> _REQUIRED TASK_
Output each line of the records below as a numbered list, omitting any blank lines.

> _DATASET EXTRACT_
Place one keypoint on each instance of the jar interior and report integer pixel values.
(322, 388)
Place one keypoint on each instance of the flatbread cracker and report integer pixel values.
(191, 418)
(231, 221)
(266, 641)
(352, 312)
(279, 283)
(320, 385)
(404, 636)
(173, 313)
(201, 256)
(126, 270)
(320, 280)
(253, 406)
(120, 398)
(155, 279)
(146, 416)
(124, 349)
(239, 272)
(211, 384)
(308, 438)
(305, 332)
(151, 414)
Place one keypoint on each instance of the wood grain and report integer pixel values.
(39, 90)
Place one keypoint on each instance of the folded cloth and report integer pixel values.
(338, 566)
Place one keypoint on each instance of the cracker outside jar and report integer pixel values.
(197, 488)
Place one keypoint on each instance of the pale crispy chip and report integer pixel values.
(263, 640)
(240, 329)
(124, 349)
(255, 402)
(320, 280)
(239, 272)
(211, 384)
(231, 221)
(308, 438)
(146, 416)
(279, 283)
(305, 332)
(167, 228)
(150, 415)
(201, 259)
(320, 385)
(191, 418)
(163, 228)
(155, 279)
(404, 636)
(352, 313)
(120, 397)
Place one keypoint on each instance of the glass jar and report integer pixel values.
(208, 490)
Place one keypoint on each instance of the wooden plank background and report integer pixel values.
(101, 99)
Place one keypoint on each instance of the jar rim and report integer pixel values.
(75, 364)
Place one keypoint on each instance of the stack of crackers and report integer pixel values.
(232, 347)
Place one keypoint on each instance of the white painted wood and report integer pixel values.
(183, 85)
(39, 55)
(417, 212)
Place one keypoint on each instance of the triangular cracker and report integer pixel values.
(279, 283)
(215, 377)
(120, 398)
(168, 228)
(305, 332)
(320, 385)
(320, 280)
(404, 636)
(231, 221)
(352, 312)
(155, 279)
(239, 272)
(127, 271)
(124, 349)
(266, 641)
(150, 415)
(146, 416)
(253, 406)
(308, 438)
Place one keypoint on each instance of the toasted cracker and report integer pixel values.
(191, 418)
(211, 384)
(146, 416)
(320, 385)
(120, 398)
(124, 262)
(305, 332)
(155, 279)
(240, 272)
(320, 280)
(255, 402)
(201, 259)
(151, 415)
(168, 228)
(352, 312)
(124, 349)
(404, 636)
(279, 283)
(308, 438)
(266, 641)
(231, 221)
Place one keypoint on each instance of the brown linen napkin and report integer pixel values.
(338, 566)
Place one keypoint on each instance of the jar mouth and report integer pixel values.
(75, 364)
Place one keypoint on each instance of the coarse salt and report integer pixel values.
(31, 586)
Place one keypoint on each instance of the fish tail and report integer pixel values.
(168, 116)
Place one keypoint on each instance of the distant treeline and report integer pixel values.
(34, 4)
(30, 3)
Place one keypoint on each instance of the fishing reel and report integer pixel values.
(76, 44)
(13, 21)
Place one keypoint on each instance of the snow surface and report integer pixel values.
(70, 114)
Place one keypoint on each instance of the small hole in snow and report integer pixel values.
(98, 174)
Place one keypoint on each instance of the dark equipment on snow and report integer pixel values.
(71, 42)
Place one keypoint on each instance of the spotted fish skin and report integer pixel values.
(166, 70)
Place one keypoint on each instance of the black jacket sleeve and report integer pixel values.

> _RESPONSE TO THE EXERCISE_
1. Place one keypoint on each instance of the jar interior and report integer pixel values.
2. (322, 388)
3. Place one keypoint on each instance of the flatbread cracker and report integer pixel values.
4. (191, 418)
5. (231, 221)
6. (266, 641)
7. (352, 312)
8. (279, 283)
9. (320, 385)
10. (404, 636)
11. (173, 313)
12. (201, 256)
13. (126, 270)
14. (320, 280)
15. (253, 406)
16. (120, 398)
17. (155, 279)
18. (146, 416)
19. (124, 349)
20. (239, 272)
21. (211, 384)
22. (308, 438)
23. (305, 332)
24. (151, 414)
25. Place one keypoint on each instance of the wood grain and report integer pixel values.
26. (39, 90)
27. Place one keypoint on each instance of the folded cloth and report integer pixel values.
28. (338, 566)
29. Place one keypoint on each instance of the cracker outside jar and report integer pixel values.
30. (197, 488)
31. Place one keypoint on each instance of the pale crispy chip and report integer pixel values.
32. (263, 640)
33. (240, 329)
34. (124, 349)
35. (255, 402)
36. (320, 280)
37. (239, 272)
38. (211, 384)
39. (231, 221)
40. (308, 438)
41. (146, 416)
42. (279, 283)
43. (305, 332)
44. (167, 228)
45. (150, 415)
46. (201, 259)
47. (320, 385)
48. (191, 418)
49. (163, 228)
50. (155, 279)
51. (404, 636)
52. (352, 313)
53. (120, 397)
54. Place one keypoint on each instance of the glass jar and report integer pixel values.
55. (208, 490)
56. Place one keypoint on each instance of the wooden plank background and report integer pixel values.
57. (101, 99)
58. Place one keypoint on each instance of the jar rim and report integer pixel values.
59. (75, 364)
60. Place one keypoint on each instance of the stack of crackers and report integer pixel values.
61. (232, 347)
62. Place one keypoint on each instance of the white painted wood and report integer pixel values.
63. (183, 85)
64. (39, 55)
65. (417, 212)
66. Place one keypoint on each instance of the triangular cracker and report integer pixel values.
67. (279, 283)
68. (215, 377)
69. (120, 398)
70. (168, 228)
71. (305, 332)
72. (320, 385)
73. (320, 280)
74. (404, 636)
75. (231, 221)
76. (352, 312)
77. (155, 279)
78. (239, 272)
79. (127, 271)
80. (124, 349)
81. (266, 641)
82. (150, 415)
83. (146, 416)
84. (253, 406)
85. (308, 438)
86. Place one keypoint on each instance of the toasted cracker and report integer pixel values.
87. (191, 418)
88. (211, 384)
89. (146, 416)
90. (320, 385)
91. (120, 398)
92. (124, 262)
93. (305, 332)
94. (155, 279)
95. (240, 272)
96. (320, 280)
97. (255, 402)
98. (201, 259)
99. (151, 415)
100. (168, 228)
101. (352, 312)
102. (124, 349)
103. (404, 636)
104. (279, 283)
105. (308, 438)
106. (266, 641)
107. (231, 221)
108. Place one keypoint on each instance of the brown linen napkin and report integer pixel values.
109. (338, 566)
110. Place one keypoint on each instance of the jar mouth and report integer pixel values.
111. (75, 364)
112. Place one keypoint on each instance of the coarse salt and report integer pixel values.
113. (31, 586)
114. Place one keypoint on each instance of the fish tail and report integer pixel values.
115. (168, 116)
116. Place one keypoint on each instance of the distant treeline and report integer pixel values.
117. (34, 4)
118. (30, 3)
119. Place one keypoint on each instance of the fishing reel and report integer pixel values.
120. (76, 44)
121. (13, 21)
122. Place one keypoint on each instance of the snow surface and report integer pixel values.
123. (70, 114)
124. Place one keypoint on each instance of the small hole in snow and report integer pixel values.
125. (98, 174)
126. Place one keypoint on each instance of the dark equipment on snow and report integer pixel values.
127. (71, 42)
128. Place one keypoint on each instance of the spotted fish skin and report integer pixel values.
129. (166, 70)
130. Place one keypoint on each instance of the black jacket sleeve and report integer pixel values.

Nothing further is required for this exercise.